> _Directions for this task_
Begin at the line containing "positive clicks: (98, 63) (100, 49)" in the records below, end at the line containing "positive clicks: (189, 172)", and retype each line in that span exactly. No other line and no image should appear.
(Records for processing Opens)
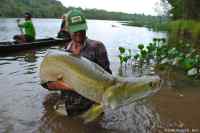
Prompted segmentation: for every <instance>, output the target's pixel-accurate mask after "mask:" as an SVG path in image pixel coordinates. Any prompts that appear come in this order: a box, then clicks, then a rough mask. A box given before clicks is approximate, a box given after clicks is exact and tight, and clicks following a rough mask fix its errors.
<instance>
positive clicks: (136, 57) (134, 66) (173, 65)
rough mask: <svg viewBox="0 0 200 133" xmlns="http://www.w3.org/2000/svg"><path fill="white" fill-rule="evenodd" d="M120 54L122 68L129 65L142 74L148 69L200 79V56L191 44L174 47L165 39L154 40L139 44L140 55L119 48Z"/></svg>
mask: <svg viewBox="0 0 200 133" xmlns="http://www.w3.org/2000/svg"><path fill="white" fill-rule="evenodd" d="M119 52H120V54H119V59H120V63H121V66H123V65H124V66H125V68H127V65H128V66H129V67H131V69H132V70H137V72H140V73H141V74H142V73H143V71H144V70H147V69H148V68H153V69H155V70H159V71H168V72H167V73H168V74H169V71H171V72H172V71H173V70H178V71H179V72H181V73H182V74H183V75H184V76H185V77H189V78H191V79H200V55H199V52H198V51H197V50H196V49H194V48H193V47H191V45H190V44H185V43H183V42H182V43H179V46H177V47H173V46H170V45H168V42H167V41H166V39H165V38H154V39H153V42H151V43H149V44H148V45H144V44H139V45H138V53H135V54H132V52H131V49H126V48H124V47H119ZM181 78H183V77H181Z"/></svg>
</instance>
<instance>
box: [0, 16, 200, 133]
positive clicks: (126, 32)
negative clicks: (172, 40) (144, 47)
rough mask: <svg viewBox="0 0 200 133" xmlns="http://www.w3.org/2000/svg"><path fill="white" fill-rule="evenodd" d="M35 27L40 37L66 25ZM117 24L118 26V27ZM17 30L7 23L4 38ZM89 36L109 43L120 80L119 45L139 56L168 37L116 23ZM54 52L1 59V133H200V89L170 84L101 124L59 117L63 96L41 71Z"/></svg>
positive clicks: (4, 19)
mask: <svg viewBox="0 0 200 133" xmlns="http://www.w3.org/2000/svg"><path fill="white" fill-rule="evenodd" d="M34 22H35V23H36V26H37V27H38V28H39V29H40V30H37V31H38V32H39V33H38V36H40V35H41V36H42V35H43V36H42V37H45V36H50V35H52V33H56V32H57V29H58V28H59V25H60V20H52V19H48V20H45V19H42V20H38V19H36V20H34ZM39 22H40V23H39ZM46 22H48V24H47V23H46ZM5 23H6V24H5ZM113 23H114V24H115V25H117V27H112V24H113ZM50 24H51V25H50ZM97 25H98V26H97ZM45 26H46V27H45ZM42 27H45V28H46V30H44V29H42ZM15 28H16V25H15V23H14V20H13V19H1V20H0V29H1V31H0V35H1V36H0V39H1V40H4V41H5V40H9V38H11V36H12V35H13V34H14V33H18V29H17V28H16V29H15ZM13 29H15V30H14V31H13ZM91 29H93V30H91ZM94 29H95V30H94ZM105 31H106V32H105ZM42 32H43V33H42ZM5 33H6V34H5ZM88 36H90V37H92V38H94V39H98V40H102V41H103V42H104V43H105V45H106V48H107V50H108V52H109V59H110V61H111V68H112V70H113V72H114V75H118V74H119V72H120V71H119V70H118V69H119V61H118V57H117V55H118V54H119V53H118V46H124V47H130V48H133V51H134V50H136V44H138V43H147V42H150V40H151V39H152V38H153V37H157V36H164V34H163V33H155V32H152V31H149V30H147V29H145V28H137V27H126V26H122V25H120V24H119V23H117V22H112V21H96V20H91V21H89V31H88ZM141 40H142V41H141ZM48 49H62V47H51V48H45V49H40V50H30V51H25V52H20V53H16V54H9V55H7V56H1V57H0V89H1V91H0V133H94V132H95V133H151V132H153V133H154V132H175V131H176V132H188V131H193V132H200V131H199V130H200V124H199V123H200V113H199V112H200V108H199V102H200V92H199V90H200V87H199V86H198V85H195V86H192V85H191V84H190V83H185V85H184V86H183V87H174V88H173V87H169V86H168V85H164V86H162V88H161V89H160V91H159V92H158V93H156V94H155V95H153V96H152V97H149V98H146V99H144V100H141V101H138V102H135V103H131V104H129V105H126V106H123V107H121V108H118V109H116V110H111V109H106V111H105V114H104V115H103V116H102V117H101V118H100V119H99V120H98V121H96V122H93V123H90V124H84V123H83V121H82V120H81V119H79V118H76V117H75V118H70V117H67V116H63V115H60V114H58V113H57V112H55V110H54V109H53V105H54V104H55V102H56V101H57V99H58V94H57V93H55V92H49V91H47V90H45V89H44V88H42V87H41V86H40V79H39V66H40V63H41V61H42V59H43V57H44V55H45V54H46V53H47V51H48ZM129 76H130V75H129ZM132 76H134V75H132Z"/></svg>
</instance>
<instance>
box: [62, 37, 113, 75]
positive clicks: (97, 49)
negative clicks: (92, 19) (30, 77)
mask: <svg viewBox="0 0 200 133" xmlns="http://www.w3.org/2000/svg"><path fill="white" fill-rule="evenodd" d="M71 45H72V43H71V42H70V43H69V44H68V46H67V47H66V51H68V52H71V47H72V46H71ZM81 56H83V57H86V58H87V59H89V60H90V61H93V62H95V63H96V64H98V65H100V66H101V67H102V68H103V69H104V70H106V71H107V72H109V73H110V74H112V71H111V69H110V62H109V60H108V55H107V51H106V48H105V46H104V44H103V43H102V42H99V41H95V40H90V39H87V40H86V43H85V45H84V47H83V48H82V49H81Z"/></svg>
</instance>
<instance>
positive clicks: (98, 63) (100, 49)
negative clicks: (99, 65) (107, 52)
mask: <svg viewBox="0 0 200 133" xmlns="http://www.w3.org/2000/svg"><path fill="white" fill-rule="evenodd" d="M96 60H97V64H99V65H100V66H101V67H103V68H104V69H105V70H106V71H107V72H109V73H110V74H112V71H111V69H110V62H109V59H108V55H107V51H106V48H105V46H104V44H103V43H99V44H98V45H97V48H96Z"/></svg>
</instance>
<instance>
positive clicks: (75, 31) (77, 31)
mask: <svg viewBox="0 0 200 133" xmlns="http://www.w3.org/2000/svg"><path fill="white" fill-rule="evenodd" d="M68 26H69V32H78V31H81V30H87V23H86V19H85V16H84V15H83V13H82V12H81V11H80V10H77V9H72V10H70V11H69V12H68Z"/></svg>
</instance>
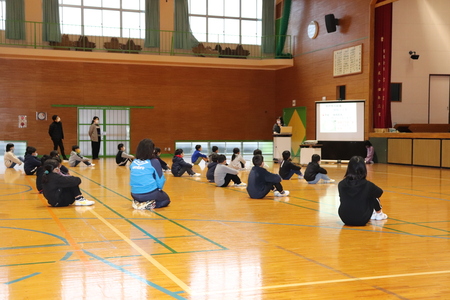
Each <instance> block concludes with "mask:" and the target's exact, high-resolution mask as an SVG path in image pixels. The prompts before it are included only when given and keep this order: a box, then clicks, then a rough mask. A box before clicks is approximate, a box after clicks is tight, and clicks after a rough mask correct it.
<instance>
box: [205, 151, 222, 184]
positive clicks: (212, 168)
mask: <svg viewBox="0 0 450 300" xmlns="http://www.w3.org/2000/svg"><path fill="white" fill-rule="evenodd" d="M218 158H219V155H218V154H215V153H213V154H211V155H210V156H209V159H210V160H211V162H210V163H209V164H208V171H207V172H206V179H208V181H209V182H214V171H215V170H216V167H217V159H218Z"/></svg>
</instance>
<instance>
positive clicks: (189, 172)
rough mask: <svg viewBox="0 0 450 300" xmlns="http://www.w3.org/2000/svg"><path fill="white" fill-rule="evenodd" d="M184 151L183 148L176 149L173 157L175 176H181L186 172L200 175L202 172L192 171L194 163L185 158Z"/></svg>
mask: <svg viewBox="0 0 450 300" xmlns="http://www.w3.org/2000/svg"><path fill="white" fill-rule="evenodd" d="M183 157H184V151H183V149H177V150H175V155H174V156H173V158H172V174H173V176H175V177H181V176H183V174H184V173H185V172H187V173H188V174H189V176H191V177H198V176H200V174H198V173H195V172H194V171H192V165H191V164H190V163H187V162H185V161H184V159H183Z"/></svg>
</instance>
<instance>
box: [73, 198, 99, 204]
mask: <svg viewBox="0 0 450 300" xmlns="http://www.w3.org/2000/svg"><path fill="white" fill-rule="evenodd" d="M94 204H95V201H92V200H88V199H85V198H84V197H83V198H80V199H78V200H75V202H74V203H73V205H75V206H89V205H94Z"/></svg>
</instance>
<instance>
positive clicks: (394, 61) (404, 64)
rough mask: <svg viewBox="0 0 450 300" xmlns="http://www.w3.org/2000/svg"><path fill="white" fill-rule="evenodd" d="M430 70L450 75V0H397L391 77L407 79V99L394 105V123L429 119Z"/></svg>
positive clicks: (403, 95) (398, 80)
(Records for processing Closes)
> _Finished task_
positive clicks: (98, 63) (100, 49)
negative clicks: (99, 65) (107, 52)
mask: <svg viewBox="0 0 200 133" xmlns="http://www.w3.org/2000/svg"><path fill="white" fill-rule="evenodd" d="M96 60H97V64H99V65H100V66H101V67H103V68H104V69H105V70H106V71H107V72H109V73H110V74H112V71H111V69H110V62H109V59H108V55H107V51H106V48H105V46H104V44H103V43H99V44H98V45H97V48H96Z"/></svg>
</instance>
<instance>
positive clicks: (75, 31) (77, 31)
mask: <svg viewBox="0 0 200 133" xmlns="http://www.w3.org/2000/svg"><path fill="white" fill-rule="evenodd" d="M68 26H69V32H78V31H81V30H87V23H86V19H85V16H84V15H83V13H82V12H81V11H80V10H77V9H72V10H70V11H69V12H68Z"/></svg>
</instance>
Each <instance> block concludes with "mask:" and the target's exact, high-resolution mask as an SVG path in image pixels. The prompts before it are included only when given and keep this order: a box, then clicks, then a rough mask. A box before clicks is approximate, a box after clicks is tight, and clicks after a rough mask correct it.
<instance>
box: [205, 151, 222, 184]
positive clicks: (212, 168)
mask: <svg viewBox="0 0 450 300" xmlns="http://www.w3.org/2000/svg"><path fill="white" fill-rule="evenodd" d="M218 158H219V155H218V154H215V153H213V154H211V155H210V156H209V159H210V160H211V162H210V163H209V164H208V171H207V172H206V179H208V181H209V182H214V171H215V170H216V167H217V159H218Z"/></svg>
</instance>
<instance>
positive clicks: (189, 172)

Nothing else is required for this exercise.